─── Page text ───

If, for an audience member or a dancer, "Swan Lake" is all about the third act foutees, I think something's wrong.  What makes the famous 32 foutees so famous (and not just in Swan Lake) is the repetition.  Audiences love almost any step if it's repeated beyond the point that seems natural to stop at.  I understand the point about that moment in the ballet being a metaphor for Odile's ability to mesmerize Siegfried and capture his devotion, but I hate the thought of a ballerina being branded "a wuss" or as technically incompetent for substituting another step.  Foutees are indeed very difficult to do well, but so are many other steps that could, if done with the right impetus, equally mesmerize and enrapture a prince.

I agree with you. I really hate when a role boils down to a set of turns or balances, and the performance is "graded" solely on those elements.

───

* Exercise task A:
Count the lines of the rows that contain the string "tail", and reply with the number alone.
The ballet discussion and the rows come from unrelated sources.

─── Material ───

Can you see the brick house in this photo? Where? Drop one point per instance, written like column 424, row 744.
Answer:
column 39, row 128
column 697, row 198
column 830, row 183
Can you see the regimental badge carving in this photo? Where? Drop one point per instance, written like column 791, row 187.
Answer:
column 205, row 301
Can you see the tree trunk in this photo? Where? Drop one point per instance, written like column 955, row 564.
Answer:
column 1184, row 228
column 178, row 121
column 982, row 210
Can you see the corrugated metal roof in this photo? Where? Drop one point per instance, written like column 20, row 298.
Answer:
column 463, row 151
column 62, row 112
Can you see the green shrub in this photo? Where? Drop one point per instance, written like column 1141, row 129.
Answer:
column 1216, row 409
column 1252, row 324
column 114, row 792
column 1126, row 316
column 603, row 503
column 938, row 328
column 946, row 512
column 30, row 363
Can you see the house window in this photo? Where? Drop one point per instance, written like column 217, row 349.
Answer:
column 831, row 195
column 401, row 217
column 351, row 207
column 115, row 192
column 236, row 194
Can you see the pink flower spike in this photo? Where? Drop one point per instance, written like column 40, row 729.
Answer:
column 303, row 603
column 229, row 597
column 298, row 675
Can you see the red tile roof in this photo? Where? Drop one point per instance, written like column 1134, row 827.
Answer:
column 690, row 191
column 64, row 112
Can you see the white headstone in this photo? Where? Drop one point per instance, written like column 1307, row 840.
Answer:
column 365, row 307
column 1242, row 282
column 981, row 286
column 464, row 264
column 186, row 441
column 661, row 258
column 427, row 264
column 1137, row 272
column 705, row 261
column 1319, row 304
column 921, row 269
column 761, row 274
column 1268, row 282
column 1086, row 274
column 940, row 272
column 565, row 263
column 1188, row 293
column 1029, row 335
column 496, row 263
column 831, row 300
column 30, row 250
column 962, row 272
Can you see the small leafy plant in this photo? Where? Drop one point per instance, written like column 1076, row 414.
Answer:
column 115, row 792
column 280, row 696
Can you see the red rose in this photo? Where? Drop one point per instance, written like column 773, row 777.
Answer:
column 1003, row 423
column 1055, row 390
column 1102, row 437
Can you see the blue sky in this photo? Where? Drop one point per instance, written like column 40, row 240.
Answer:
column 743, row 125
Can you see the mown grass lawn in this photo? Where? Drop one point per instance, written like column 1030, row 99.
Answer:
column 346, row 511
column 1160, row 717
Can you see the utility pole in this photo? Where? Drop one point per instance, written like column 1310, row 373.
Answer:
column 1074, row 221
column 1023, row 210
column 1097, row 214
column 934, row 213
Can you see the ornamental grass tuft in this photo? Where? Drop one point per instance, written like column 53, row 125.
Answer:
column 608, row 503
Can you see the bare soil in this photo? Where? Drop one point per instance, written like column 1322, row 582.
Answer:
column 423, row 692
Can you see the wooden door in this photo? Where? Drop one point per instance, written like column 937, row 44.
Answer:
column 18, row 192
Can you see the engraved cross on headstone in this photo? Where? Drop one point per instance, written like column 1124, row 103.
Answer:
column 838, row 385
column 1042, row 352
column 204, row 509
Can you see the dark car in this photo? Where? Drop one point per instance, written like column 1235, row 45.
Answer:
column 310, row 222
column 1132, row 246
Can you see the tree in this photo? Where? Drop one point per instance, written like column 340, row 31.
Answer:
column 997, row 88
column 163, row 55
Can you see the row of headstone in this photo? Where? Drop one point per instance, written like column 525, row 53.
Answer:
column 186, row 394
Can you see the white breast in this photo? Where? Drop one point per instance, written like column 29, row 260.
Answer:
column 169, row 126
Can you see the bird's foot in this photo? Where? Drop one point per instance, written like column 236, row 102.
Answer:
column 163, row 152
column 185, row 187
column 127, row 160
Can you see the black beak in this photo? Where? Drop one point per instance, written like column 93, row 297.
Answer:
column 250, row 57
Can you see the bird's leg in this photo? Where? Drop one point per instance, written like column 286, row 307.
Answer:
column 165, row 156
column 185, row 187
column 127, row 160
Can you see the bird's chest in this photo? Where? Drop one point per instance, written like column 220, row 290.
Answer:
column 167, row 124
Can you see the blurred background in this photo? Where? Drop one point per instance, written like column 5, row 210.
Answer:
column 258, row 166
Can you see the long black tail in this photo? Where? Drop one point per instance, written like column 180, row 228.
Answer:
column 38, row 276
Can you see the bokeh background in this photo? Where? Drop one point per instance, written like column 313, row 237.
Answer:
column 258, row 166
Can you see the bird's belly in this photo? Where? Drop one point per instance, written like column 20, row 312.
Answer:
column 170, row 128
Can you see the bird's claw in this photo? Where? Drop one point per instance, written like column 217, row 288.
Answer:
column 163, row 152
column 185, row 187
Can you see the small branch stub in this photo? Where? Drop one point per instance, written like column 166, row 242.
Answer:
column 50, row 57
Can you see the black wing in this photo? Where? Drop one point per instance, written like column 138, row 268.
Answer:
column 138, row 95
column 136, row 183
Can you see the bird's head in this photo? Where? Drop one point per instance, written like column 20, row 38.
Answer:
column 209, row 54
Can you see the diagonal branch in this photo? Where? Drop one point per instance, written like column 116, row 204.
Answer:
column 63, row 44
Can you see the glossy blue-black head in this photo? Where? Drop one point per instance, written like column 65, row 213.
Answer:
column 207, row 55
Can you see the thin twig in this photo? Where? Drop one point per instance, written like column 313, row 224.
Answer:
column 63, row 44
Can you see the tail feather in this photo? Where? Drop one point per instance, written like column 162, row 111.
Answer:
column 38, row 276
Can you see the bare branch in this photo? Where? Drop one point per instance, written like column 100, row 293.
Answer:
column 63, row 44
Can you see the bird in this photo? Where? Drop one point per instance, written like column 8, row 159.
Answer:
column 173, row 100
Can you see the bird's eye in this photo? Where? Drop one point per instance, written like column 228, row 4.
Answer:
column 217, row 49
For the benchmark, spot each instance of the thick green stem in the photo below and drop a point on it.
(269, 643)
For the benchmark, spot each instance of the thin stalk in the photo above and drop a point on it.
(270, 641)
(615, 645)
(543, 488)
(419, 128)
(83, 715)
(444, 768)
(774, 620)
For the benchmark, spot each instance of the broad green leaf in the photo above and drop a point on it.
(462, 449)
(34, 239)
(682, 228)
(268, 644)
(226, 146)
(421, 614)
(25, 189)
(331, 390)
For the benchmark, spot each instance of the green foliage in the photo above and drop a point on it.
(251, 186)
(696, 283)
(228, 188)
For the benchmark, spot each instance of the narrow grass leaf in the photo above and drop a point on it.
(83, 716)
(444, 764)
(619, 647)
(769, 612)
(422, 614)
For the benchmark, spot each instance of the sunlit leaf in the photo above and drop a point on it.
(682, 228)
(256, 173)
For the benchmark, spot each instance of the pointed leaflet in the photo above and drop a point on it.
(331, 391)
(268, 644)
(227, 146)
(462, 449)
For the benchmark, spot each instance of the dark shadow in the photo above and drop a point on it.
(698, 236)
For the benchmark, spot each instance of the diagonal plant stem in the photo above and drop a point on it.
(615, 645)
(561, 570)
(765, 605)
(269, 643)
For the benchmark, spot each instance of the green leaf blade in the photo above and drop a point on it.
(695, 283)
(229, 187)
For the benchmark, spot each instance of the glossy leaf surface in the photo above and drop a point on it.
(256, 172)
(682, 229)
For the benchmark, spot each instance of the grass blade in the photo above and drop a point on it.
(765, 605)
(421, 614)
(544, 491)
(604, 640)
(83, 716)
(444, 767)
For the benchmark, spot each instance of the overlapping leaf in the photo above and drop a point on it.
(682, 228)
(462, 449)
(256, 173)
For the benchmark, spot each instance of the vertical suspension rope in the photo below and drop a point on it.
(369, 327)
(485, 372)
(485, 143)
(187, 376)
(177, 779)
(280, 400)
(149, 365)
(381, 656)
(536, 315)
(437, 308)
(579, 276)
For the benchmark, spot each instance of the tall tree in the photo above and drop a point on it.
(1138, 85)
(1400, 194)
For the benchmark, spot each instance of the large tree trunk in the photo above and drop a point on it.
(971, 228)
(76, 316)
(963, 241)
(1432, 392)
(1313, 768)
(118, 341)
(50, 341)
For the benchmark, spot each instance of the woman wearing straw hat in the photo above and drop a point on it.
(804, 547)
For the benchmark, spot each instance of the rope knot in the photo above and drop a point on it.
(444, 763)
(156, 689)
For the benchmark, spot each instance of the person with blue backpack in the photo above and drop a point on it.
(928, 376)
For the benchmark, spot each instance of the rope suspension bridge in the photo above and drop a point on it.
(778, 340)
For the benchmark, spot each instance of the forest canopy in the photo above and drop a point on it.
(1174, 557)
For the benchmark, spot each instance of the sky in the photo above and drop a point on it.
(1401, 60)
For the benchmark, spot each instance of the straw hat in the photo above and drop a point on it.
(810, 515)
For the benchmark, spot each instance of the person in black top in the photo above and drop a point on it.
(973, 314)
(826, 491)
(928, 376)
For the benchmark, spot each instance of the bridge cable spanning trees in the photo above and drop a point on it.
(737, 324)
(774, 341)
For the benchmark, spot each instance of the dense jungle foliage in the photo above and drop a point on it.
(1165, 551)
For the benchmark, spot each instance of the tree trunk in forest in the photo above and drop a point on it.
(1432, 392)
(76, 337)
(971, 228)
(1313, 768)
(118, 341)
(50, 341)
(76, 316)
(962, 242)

───

* Exercise task B:
According to the ballet discussion, what makes the famous 32 foutees so famous?

* Written response A:
2

* Written response B:
The repetition.